Page excerpt:
====

Thursday, October 13
The Lessons Of Atlantis: The Lost Continent
Thousands of books and theories have been written about the lost continent of Atlantis, but what do we really know for sure? Well, nothing.
The story of Atlantis was initially generated by Plato but, even this, is only a version of what had been heard second or third hand.
If we think about it, there is no reason why a continent or country shouldn't have sunk beneath the oceans. Maybe that's what Noah in the Bible is all about. But let's look at Plato's original story.
The Atlantis story comes from two dialogues recorded by Plato: Timaeus and Critias. Critias was actually Plato's great-grandfather.
In Timaeus the discussion is about versions of the ideal state or country - Utopia if you like. Critias then gives his version of Atlantis - which he heard from his grandfather, who heard it from a friend of his fathers. So it is something that may well have been handed down over generations. The problem of this is, as with Chinese Whispers, the original version can become distorted over time.
Atlantis was thought to be nine, or maybe ten thousand years prior to Plato, though some will say only five thousand. Anyway, here is a translation of what is written in Timaeus:
"Our records tell how your city checked a great power which arrogantly advanced from its base in the Atlantic ocean to attack the cities of Europe and Asia, For in those days ... there was an island opposite the strait which you call the Pillars of Heracles (Straits of Gibraltar), an island larger than Libya and Asia combined.
On this island of Atlantis had arisen a powerful dynasty of kings, who ruled the whole island ... in addition they controlled Libya up to the borders of Egypt and Europe as far as Tyrrhenia.
This dynasty, gathering its whole power together, attempted to enslave your country and ours and all the territory within the strait. It was Solon who led an alliance of Greeks ... who was forced to overcome the invaders and finally celebrated victory.

====

Dataset items:
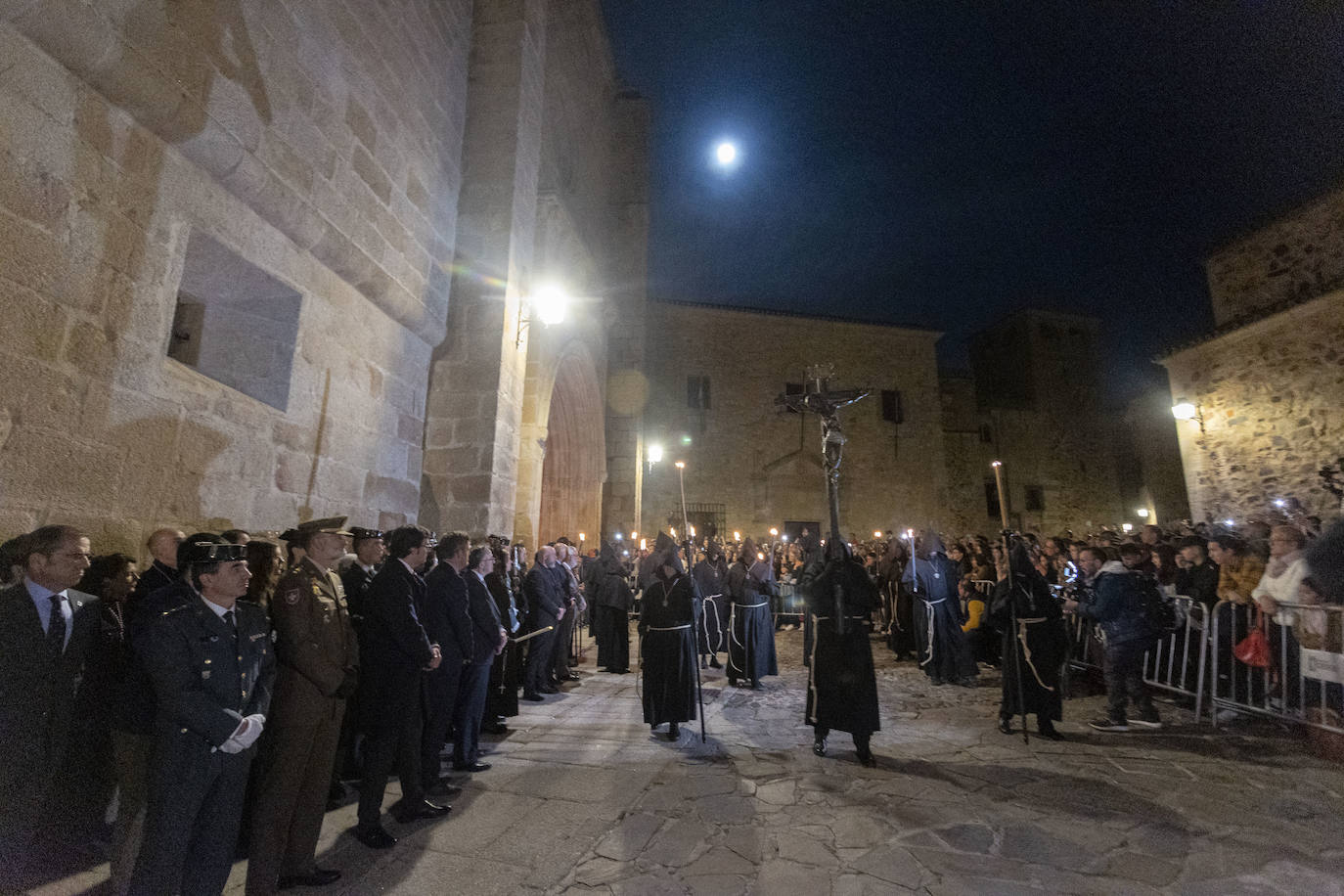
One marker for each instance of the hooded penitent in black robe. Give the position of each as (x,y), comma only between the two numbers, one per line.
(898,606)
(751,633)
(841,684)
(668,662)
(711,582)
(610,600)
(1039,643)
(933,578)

====

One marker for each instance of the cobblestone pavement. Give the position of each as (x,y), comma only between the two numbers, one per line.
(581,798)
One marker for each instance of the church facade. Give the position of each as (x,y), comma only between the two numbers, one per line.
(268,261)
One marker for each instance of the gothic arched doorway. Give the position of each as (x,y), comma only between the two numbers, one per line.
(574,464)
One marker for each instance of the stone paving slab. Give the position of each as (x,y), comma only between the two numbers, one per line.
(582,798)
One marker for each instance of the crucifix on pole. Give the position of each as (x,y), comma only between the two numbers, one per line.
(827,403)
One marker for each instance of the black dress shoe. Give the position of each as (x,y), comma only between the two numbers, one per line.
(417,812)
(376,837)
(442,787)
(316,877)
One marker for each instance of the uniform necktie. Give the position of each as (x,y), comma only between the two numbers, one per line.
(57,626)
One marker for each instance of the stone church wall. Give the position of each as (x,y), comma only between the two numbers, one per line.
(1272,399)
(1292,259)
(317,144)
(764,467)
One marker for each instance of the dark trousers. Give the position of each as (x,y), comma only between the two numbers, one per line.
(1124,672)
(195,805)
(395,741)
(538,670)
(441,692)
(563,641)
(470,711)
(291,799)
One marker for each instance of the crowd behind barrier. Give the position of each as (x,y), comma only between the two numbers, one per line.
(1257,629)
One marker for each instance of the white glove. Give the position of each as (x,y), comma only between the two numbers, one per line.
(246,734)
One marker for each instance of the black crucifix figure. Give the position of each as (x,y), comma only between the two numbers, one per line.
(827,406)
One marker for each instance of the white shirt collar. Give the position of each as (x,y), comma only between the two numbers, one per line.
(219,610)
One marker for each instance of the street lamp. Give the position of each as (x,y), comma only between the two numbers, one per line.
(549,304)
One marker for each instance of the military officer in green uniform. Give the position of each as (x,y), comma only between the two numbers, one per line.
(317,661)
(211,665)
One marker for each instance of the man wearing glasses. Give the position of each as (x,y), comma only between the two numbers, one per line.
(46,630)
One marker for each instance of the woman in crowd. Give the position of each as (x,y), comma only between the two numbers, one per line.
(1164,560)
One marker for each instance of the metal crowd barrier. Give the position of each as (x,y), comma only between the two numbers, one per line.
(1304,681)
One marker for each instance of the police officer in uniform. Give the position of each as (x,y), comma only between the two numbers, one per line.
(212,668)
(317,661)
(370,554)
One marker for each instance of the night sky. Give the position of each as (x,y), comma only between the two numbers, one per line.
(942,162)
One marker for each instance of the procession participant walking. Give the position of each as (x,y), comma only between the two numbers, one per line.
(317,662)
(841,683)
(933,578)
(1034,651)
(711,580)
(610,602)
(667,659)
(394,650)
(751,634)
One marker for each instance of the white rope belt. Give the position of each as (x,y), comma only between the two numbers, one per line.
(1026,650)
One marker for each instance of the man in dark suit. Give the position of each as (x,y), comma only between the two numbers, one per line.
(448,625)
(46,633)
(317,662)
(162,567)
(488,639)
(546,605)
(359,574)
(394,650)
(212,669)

====

Problem requirements:
Decide whether each statement agrees with the text on Atlantis, answering yes or no and quoting the words of the text that settle it: (a) Critias was Plato's great-grandfather. (b) Plato told the Atlantis story in three dialogues. (c) Atlantis was described as larger than Libya and Asia combined. The data plays no part in the work you are asked to do.

Answer in full:
(a) Yes: "Critias was actually Plato's great-grandfather."
(b) No: "The Atlantis story comes from two dialogues recorded by Plato: Timaeus and Critias."
(c) Yes: "an island larger than Libya and Asia combined."